Records excerpted from a collection:

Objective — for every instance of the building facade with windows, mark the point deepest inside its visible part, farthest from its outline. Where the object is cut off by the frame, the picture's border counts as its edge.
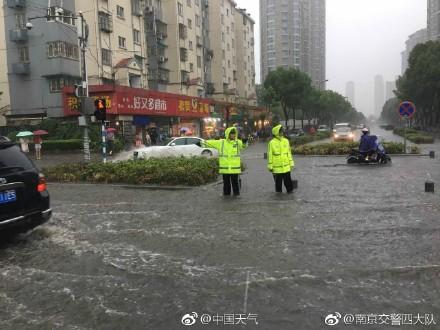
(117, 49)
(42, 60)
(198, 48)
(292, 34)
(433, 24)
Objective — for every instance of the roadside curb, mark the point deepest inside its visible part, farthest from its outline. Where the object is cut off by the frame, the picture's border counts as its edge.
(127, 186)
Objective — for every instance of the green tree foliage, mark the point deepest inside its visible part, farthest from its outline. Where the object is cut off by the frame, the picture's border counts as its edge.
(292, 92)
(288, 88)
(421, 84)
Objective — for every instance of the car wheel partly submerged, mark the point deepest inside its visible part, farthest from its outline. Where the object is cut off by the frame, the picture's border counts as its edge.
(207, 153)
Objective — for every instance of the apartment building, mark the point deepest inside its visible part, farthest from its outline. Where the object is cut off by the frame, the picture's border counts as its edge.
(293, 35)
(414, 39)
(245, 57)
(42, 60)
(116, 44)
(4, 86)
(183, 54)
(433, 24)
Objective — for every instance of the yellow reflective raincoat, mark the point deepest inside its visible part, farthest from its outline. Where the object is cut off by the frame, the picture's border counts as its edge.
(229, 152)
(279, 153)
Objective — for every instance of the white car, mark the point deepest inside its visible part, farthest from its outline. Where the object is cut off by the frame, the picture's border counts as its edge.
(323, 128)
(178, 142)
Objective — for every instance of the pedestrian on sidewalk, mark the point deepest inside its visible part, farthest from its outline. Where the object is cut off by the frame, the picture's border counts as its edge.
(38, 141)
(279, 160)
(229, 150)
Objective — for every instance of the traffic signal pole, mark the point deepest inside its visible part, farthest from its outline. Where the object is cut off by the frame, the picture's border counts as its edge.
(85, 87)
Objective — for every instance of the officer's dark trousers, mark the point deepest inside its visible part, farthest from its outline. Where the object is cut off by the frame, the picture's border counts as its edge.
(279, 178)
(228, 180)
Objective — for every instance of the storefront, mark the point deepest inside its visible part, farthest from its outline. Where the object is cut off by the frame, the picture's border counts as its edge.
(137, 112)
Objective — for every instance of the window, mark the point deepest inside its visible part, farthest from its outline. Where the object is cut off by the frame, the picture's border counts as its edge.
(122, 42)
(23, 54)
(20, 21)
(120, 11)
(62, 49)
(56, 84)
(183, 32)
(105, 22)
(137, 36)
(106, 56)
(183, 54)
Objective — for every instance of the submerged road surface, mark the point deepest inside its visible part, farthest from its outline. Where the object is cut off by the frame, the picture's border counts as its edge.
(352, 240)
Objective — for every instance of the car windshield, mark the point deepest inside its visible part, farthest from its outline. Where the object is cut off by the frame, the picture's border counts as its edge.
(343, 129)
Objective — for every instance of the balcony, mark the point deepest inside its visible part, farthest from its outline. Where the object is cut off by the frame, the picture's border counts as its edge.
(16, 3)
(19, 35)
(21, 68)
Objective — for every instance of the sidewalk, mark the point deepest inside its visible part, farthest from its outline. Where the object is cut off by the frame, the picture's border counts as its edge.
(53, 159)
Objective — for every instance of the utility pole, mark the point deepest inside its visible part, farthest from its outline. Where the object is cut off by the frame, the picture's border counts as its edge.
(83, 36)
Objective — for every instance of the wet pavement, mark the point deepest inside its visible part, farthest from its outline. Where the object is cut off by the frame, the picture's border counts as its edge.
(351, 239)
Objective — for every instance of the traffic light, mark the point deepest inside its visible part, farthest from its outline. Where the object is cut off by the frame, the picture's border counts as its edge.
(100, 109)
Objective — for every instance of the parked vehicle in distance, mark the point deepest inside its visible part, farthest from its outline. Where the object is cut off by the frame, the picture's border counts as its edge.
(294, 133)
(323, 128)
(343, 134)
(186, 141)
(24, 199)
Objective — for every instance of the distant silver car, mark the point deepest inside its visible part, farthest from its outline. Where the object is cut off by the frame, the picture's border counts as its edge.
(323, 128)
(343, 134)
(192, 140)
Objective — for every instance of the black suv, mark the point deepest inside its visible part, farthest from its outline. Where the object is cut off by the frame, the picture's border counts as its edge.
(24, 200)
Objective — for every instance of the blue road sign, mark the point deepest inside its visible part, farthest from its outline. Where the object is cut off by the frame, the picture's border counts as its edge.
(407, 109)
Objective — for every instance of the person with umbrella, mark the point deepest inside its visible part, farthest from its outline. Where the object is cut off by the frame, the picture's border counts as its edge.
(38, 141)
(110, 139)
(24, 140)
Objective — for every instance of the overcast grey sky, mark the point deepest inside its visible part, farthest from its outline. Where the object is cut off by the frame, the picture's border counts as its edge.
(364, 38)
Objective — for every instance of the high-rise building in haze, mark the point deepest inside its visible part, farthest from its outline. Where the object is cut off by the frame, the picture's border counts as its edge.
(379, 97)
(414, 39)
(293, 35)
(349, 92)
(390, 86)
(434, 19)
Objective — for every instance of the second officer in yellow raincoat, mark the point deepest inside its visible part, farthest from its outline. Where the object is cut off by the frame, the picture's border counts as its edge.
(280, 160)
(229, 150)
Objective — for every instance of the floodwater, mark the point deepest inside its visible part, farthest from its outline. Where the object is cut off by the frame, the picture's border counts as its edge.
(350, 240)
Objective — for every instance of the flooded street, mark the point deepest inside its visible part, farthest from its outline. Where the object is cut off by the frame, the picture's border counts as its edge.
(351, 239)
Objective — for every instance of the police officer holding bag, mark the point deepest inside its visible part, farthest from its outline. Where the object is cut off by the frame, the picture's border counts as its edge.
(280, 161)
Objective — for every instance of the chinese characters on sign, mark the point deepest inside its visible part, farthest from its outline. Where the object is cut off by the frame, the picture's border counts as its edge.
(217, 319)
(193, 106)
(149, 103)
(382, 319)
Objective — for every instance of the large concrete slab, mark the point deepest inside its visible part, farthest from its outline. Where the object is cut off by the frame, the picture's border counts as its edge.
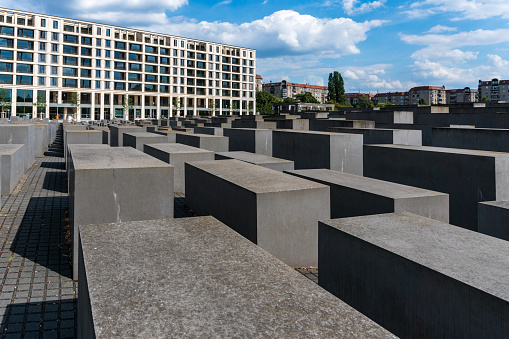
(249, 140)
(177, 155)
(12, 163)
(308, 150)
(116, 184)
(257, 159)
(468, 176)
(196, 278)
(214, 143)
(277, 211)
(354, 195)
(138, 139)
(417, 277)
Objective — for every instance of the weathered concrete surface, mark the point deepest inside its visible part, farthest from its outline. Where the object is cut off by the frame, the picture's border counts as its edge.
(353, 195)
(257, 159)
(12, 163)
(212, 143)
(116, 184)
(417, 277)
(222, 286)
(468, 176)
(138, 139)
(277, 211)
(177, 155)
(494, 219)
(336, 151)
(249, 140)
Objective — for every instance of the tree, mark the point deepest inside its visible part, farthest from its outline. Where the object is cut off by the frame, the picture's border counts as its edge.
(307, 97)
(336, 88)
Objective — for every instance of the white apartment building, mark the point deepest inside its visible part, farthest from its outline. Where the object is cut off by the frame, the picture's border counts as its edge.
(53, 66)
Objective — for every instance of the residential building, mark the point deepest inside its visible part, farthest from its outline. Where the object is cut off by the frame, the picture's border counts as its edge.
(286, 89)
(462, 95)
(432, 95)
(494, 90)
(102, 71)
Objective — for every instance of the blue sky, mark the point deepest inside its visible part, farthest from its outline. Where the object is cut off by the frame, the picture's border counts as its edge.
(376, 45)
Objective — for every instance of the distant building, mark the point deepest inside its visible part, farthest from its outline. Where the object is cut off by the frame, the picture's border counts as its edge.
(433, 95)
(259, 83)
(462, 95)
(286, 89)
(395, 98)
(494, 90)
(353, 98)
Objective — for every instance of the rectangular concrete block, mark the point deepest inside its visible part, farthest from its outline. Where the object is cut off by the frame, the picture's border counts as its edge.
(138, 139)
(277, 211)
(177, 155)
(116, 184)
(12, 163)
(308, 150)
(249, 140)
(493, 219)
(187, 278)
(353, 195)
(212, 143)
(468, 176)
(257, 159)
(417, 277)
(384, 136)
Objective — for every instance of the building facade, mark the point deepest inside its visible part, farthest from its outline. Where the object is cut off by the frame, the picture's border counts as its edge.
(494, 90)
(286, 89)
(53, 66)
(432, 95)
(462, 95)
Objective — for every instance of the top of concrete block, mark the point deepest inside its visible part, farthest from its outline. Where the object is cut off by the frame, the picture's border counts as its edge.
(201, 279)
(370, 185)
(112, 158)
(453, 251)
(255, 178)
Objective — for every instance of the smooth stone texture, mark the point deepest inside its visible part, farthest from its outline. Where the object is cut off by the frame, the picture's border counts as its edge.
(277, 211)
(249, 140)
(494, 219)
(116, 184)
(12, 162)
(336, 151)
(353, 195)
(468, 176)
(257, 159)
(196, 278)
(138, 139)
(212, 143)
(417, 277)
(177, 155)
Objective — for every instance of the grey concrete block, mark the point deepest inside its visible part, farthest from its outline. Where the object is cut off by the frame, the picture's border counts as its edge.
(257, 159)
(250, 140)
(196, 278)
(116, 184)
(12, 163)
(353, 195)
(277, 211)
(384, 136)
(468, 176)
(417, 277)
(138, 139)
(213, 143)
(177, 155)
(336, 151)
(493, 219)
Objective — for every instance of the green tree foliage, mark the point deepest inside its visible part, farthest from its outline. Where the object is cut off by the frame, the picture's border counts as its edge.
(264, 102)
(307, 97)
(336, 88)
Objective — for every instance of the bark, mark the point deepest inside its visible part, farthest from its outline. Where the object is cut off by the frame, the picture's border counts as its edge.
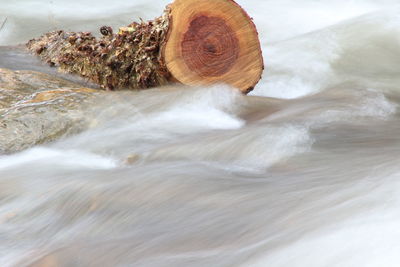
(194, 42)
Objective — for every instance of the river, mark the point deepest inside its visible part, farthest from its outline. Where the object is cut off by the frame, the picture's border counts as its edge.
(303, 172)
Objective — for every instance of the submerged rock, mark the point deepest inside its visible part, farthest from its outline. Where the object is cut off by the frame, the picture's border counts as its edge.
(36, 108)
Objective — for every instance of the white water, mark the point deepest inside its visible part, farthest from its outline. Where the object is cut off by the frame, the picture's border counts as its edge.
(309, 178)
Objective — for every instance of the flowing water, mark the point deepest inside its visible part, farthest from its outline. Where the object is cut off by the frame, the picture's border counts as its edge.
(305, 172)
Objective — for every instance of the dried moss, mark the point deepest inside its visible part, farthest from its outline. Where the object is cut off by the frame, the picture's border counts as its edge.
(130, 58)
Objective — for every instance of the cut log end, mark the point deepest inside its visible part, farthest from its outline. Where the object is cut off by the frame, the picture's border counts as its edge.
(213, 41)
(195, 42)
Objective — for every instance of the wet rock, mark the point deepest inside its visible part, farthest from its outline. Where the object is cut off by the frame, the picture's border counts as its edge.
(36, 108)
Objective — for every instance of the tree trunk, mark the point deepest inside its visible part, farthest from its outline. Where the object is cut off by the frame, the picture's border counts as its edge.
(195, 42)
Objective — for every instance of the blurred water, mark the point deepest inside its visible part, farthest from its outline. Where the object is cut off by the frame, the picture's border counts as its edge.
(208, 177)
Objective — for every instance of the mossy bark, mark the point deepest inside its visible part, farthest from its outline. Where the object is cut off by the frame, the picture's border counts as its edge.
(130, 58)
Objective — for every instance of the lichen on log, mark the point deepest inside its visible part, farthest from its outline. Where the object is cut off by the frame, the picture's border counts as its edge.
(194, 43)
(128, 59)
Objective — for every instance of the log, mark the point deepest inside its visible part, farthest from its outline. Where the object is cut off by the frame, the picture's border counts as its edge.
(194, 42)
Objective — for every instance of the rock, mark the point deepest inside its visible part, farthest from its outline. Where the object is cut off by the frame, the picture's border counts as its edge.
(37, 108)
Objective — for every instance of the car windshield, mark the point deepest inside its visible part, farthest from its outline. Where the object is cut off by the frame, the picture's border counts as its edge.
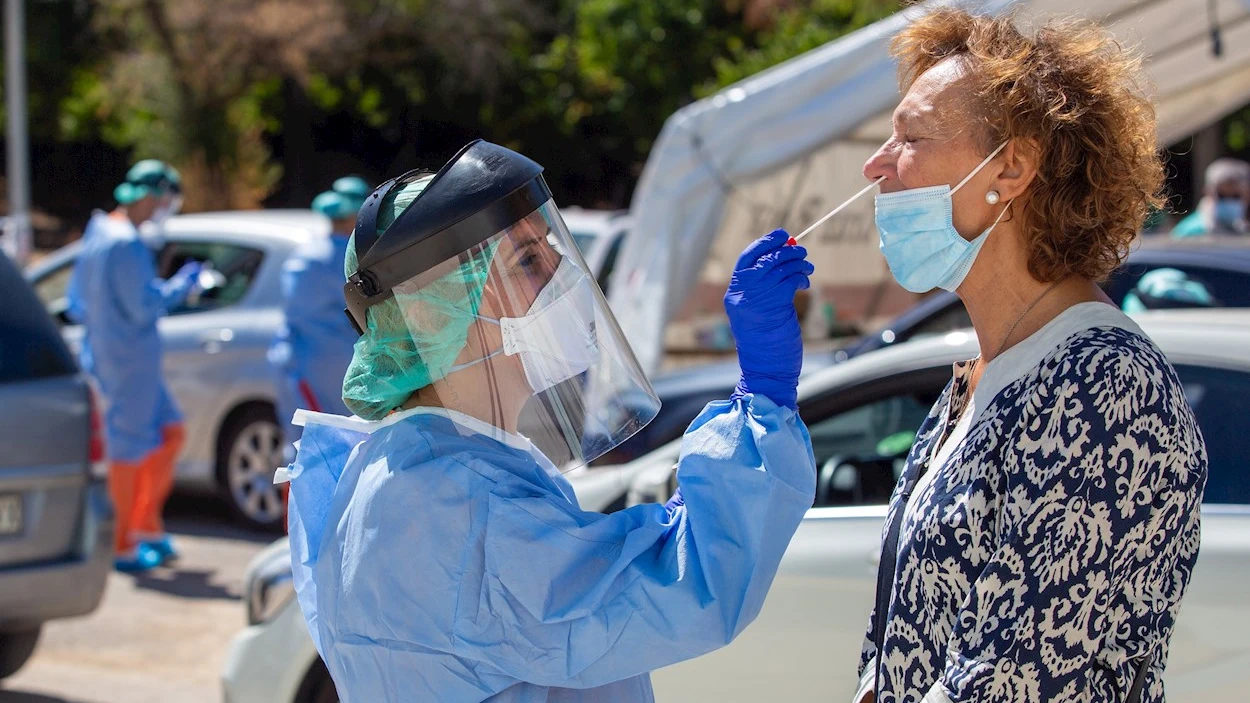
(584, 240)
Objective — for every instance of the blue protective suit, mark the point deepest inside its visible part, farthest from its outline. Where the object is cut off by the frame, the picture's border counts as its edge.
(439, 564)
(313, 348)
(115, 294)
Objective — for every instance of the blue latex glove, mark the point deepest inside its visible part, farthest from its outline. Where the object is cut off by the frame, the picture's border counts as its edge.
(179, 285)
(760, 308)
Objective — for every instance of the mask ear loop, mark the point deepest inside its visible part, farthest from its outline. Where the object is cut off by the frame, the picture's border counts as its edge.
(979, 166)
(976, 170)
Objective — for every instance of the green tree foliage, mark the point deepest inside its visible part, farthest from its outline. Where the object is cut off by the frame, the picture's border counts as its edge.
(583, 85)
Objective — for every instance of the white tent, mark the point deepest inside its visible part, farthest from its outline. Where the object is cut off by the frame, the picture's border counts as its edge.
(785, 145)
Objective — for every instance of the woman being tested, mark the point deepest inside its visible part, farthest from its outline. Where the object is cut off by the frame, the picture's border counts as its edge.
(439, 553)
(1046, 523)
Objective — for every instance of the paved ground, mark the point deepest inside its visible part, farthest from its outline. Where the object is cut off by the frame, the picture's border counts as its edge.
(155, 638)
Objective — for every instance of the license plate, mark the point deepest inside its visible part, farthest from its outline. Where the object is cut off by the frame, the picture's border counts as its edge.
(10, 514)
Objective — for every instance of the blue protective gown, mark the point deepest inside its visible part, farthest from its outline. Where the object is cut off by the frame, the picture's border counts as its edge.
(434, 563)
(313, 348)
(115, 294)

PROBLEM TO WORK ON
Give back, unchanged, every line from the one with "Objective — for every instance of the woman" to the end of the entries above.

CORRECT ANSWER
Objective — for every instance of the woman being tested, mark the point deepest inside its visible part, farthest from its outline. Where the object is cut off by the frame, the picture's border counts as its edge.
(439, 553)
(1046, 523)
Objective — for every instance of the paved ground, mark the point deepest inside its visible part, farthest from its outline. Where the object is cut off by the frame, the picture's border counts as its edge.
(155, 638)
Objective — for every instance of the license plate, mark the point deepest inside its visible part, farthest from its outline. Where the object is cut off by the frame, the picture's border counts as its edge.
(10, 514)
Objective — for every instance of the blue protective gown, mark the point deepest inside its visible part, farthest from its outline. Where the object is cut off by the frame, the picture's border counts as its edge.
(434, 563)
(313, 348)
(115, 294)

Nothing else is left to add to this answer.